» Estratto del testo
┌────────

URGENTI PROBLEMI DI GOVERNANCE ECONOMICA DELL’UNIONE EUROPEA



di
<http://www.nelmerito.com/index.php?option=com_content&task=view&id=758&Item
id=159> Sebastiano Fadda


12 maggio 2014




È sconsolante vedere come la stampa italiana (peraltro giustamente e
vergognosamente classificata dagli organismi internazionali nelle posizioni
più basse per quanto riguarda il suo grado di libertà) spinga l‘opinione
pubblica verso una crescente banalizzazione dei temi della politica
economica italiana ed europea e verso una diligente ignoranza delle opinioni
non conformiste.



Così, anche alle elezioni europee si giunge senza un confronto sui reali
problemi dell’Unione, mettendo invece in scena uno scontro ipersemplificato
tra “chi è favorevole e chi è contrario all’Europa”. Se il giudizio sulle
misure adottate dall’Unione Europea per il superamento della crisi non può
certo essere positivo, ancor più negativa e sicuramente più preoccupante è
l’architettura di governance da cui tali misure scaturiscono, nonché
l’ulteriore allarmante evoluzione (anzi involuzione) prospettata con
l’ipotesi dell’istituzione del Fondo di Redenzione del Debito. Ipotesi del
tutto assente dal dibattito, ignorata dalla stampa, ma sulla quale mi sembra
necessario e urgente richiamare la massima attenzione.



1. A fronte delle inadeguate (o addirittura erronee) misure sta la gravità
dei processi decisionali con cui esse vengono adottate, ossia la struttura
della governance. La prima osservazione da fare è che la fondamentale
istituzione democratica dell’Unione Europea, e cioè il Parlamento Europeo,
non svolge praticamente alcun ruolo nei processi decisionali, né costituisce
l’organo al quale devono essere rendicontate le politiche. Stando così le
cose, l’Unione Europea non può essere considerata propriamente uno Stato
federale. Il processo decisionale vigente nell’Unione sembra piuttosto
appartenere alla categoria della cooperazione internazionale e dei trattati
internazionali. Infatti i principali organismi più coinvolti nel processo
decisionale sono il Consiglio Europeo e l’Eurogruppo. Il primo è composto
dai capi di Stato o di Governo dei paesi membri più il suo presidente
eletto, mentre ha diritto a partecipare agli incontri anche il presidente
della Commissione Europea. Il secondo è composto dai ministri delle finanze
degli Stati membri che hanno adottato l’Euro; di solito si incontra il
giorno precedente la riunione del Consiglio degli affari economici e
finanziari (Ecofin), che a sua volta è la configurazione assunta dal
Consiglio dell’Unione Europea quando sono all’ordine del giorno questioni di
bilancio e di finanza pubblica.

└────────

» Compito assegnato 1
Puoi estrarre dall'articolo sulla governance economica europea tutto il passaggio che va da "12 maggio 2014" fino a "non conformiste."?

» Dati forniti

┌────────

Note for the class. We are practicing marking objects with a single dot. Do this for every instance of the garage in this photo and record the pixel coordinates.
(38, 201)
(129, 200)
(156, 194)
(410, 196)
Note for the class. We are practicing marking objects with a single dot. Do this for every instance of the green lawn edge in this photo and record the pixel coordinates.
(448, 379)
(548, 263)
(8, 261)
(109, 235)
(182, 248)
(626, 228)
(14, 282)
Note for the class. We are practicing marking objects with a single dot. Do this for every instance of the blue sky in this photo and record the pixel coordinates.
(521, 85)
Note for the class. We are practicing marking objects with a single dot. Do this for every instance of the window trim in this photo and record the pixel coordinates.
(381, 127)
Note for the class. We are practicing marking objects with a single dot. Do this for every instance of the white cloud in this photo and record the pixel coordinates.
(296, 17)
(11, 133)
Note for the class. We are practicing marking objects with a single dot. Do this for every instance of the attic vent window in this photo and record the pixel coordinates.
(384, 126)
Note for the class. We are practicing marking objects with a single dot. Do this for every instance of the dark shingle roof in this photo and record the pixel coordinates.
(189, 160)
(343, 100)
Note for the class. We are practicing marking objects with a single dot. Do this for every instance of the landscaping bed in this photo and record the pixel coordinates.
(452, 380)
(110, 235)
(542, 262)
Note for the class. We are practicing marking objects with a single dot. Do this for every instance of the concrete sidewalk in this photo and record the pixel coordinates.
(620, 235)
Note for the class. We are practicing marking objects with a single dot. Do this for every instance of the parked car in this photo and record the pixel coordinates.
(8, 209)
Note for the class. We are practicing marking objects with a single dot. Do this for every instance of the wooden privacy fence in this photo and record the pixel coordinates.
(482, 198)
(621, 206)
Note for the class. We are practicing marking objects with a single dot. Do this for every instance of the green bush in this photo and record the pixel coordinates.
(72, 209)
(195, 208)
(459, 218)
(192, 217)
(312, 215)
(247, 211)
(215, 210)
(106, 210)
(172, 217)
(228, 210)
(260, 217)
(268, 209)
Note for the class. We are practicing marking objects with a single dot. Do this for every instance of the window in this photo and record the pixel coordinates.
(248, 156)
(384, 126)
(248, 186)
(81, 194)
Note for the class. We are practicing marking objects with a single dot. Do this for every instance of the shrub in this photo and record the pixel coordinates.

└────────

» Compito assegnato 2
Puoi riscrivere le voci dalla riga che contiene "of the wooden" fino in fondo alle voci, estremi inclusi e richieste comprese, sfalsando di -17 ogni numero delle coordinate nelle risposte?

» Risposta corretta 1
12 maggio 2014




È sconsolante vedere come la stampa italiana (peraltro giustamente e
vergognosamente classificata dagli organismi internazionali nelle posizioni
più basse per quanto riguarda il suo grado di libertà) spinga l‘opinione
pubblica verso una crescente banalizzazione dei temi della politica
economica italiana ed europea e verso una diligente ignoranza delle opinioni
non conformiste.

» Risposta corretta 2
Note for the class. We are practicing marking objects with a single dot. Do this for every instance of the wooden privacy fence in this photo and record the pixel coordinates.
(465, 181)
(604, 189)
Note for the class. We are practicing marking objects with a single dot. Do this for every instance of the green bush in this photo and record the pixel coordinates.
(55, 192)
(178, 191)
(442, 201)
(175, 200)
(295, 198)
(230, 194)
(198, 193)
(89, 193)
(155, 200)
(211, 193)
(243, 200)
(251, 192)
Note for the class. We are practicing marking objects with a single dot. Do this for every instance of the window in this photo and record the pixel coordinates.
(231, 139)
(367, 109)
(231, 169)
(64, 177)
Note for the class. We are practicing marking objects with a single dot. Do this for every instance of the shrub in this photo and record the pixel coordinates.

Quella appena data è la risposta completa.